DIRECTION
Can you reproduce the lines below word for word, omitting any picture?

DATASET RECORDS
_ _ _ _

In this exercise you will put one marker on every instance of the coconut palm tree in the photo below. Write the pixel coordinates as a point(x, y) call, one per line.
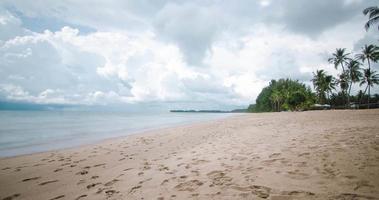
point(276, 98)
point(371, 78)
point(330, 83)
point(355, 74)
point(343, 82)
point(373, 16)
point(324, 84)
point(318, 81)
point(369, 53)
point(340, 57)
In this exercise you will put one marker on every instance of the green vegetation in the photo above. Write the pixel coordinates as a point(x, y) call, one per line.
point(287, 94)
point(283, 94)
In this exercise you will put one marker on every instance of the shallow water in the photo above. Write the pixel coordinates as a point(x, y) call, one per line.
point(24, 132)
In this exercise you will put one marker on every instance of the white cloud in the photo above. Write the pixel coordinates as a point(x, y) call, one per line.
point(213, 53)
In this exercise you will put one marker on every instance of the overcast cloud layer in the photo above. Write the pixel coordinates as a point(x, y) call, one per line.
point(190, 54)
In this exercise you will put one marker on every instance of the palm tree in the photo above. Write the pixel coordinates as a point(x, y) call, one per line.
point(343, 81)
point(373, 15)
point(319, 84)
point(276, 98)
point(323, 84)
point(369, 53)
point(355, 74)
point(330, 84)
point(370, 78)
point(340, 57)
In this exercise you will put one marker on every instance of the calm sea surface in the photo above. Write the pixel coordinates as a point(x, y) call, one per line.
point(24, 132)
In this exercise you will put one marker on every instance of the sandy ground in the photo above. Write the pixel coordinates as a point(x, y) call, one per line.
point(303, 155)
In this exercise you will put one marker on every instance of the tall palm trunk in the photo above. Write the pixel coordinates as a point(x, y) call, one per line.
point(343, 90)
point(348, 97)
point(362, 95)
point(368, 98)
point(368, 85)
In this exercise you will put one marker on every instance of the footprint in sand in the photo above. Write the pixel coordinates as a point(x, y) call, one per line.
point(296, 174)
point(83, 172)
point(31, 179)
point(189, 186)
point(58, 197)
point(258, 190)
point(48, 182)
point(92, 185)
point(133, 189)
point(11, 197)
point(81, 196)
point(348, 196)
point(111, 182)
point(274, 155)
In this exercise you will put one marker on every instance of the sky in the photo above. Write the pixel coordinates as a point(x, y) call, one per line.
point(199, 54)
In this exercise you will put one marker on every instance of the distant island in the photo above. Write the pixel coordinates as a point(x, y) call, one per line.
point(211, 111)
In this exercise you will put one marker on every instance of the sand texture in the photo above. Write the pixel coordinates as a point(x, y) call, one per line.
point(300, 155)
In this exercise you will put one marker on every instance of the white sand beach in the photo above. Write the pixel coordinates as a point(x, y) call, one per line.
point(288, 155)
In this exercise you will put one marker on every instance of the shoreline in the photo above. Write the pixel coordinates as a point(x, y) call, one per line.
point(317, 154)
point(127, 134)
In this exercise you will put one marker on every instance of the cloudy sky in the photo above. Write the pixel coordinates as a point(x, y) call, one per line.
point(177, 54)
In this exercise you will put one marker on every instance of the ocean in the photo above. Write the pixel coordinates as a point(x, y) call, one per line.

_ _ _ _

OUTPUT
In this exercise you will put one marker on every instance of the coconut palm tree in the photo below. Write the pixel coordinates as a point(x, y) call, one per line.
point(276, 98)
point(371, 78)
point(330, 83)
point(355, 74)
point(343, 82)
point(373, 16)
point(324, 84)
point(318, 81)
point(369, 53)
point(340, 57)
In this exercise you will put one marker on every instance of the green vegetation in the photo above. Write the pixel coordinates as a point(x, y) call, one per line.
point(287, 94)
point(283, 94)
In this exercise you will put one marker on every instance of the shallow water in the photo above. Write the pixel coordinates as a point(x, y) call, one per line.
point(24, 132)
In this exercise you will put one marker on every instance of the white cloud in the photo above. Write the pixel coordinates as a point(x, y) call, one per line.
point(213, 53)
In this exercise you will put one marker on every instance of the overcast cloud layer in the photo above. Write the pixel coordinates as a point(x, y) call, one per line.
point(190, 54)
In this exercise you will put one marker on every instance of the palm tree in the photo above. Write the pixel coordinates as a point(x, y) call, one per line.
point(343, 81)
point(373, 15)
point(319, 84)
point(276, 98)
point(323, 84)
point(369, 53)
point(355, 74)
point(330, 84)
point(370, 78)
point(340, 57)
In this exercise you will put one marker on every instance of the calm sea surface in the photo above. Write the pixel coordinates as a point(x, y) call, one per line.
point(24, 132)
In this exercise you will put one marker on every instance of the sandy ground in the photo above. Write the pixel coordinates as a point(x, y) call, one per line.
point(303, 155)
In this exercise you will put one marker on every instance of the tall palm trunk in the photo above. Write the pixel coordinates as a point(x, y) call, one per line.
point(343, 90)
point(348, 97)
point(362, 95)
point(368, 98)
point(368, 85)
In this exercise you will put one marker on every instance of the footprint in sand in the photo above. Write the pixel coordinates as a point(x, y) call, one per line.
point(296, 174)
point(83, 172)
point(31, 179)
point(189, 186)
point(58, 197)
point(258, 190)
point(48, 182)
point(92, 185)
point(133, 189)
point(11, 197)
point(81, 196)
point(348, 196)
point(111, 182)
point(274, 155)
In this exercise you will put one marker on every instance of the sky in the photo above. Write the pixel coordinates as a point(x, y) call, one per line.
point(199, 54)
In this exercise you will put one marker on every instance of the distant island in the photo above. Write the pixel coordinates as a point(x, y) call, one per line.
point(211, 111)
In this exercise you will put one marker on every instance of the sand texture in the photo above. Write the pixel coordinates as a point(x, y) call, one per line.
point(300, 155)
In this exercise you will put one marker on every instance of the white sand beach in the photo above. Write the pixel coordinates as a point(x, y) call, one per line.
point(288, 155)
In this exercise you will put one marker on every instance of the shoreline in the photo above. Write the pixel coordinates as a point(x, y) call, one per line.
point(317, 154)
point(127, 134)
In this exercise you will put one marker on every instance of the cloudy sky in the photo above. Write the pixel coordinates as a point(x, y) call, one per line.
point(177, 54)
In this exercise you will put one marker on every instance of the ocean in the photo above. Write the pixel coordinates as a point(x, y) call, one per line.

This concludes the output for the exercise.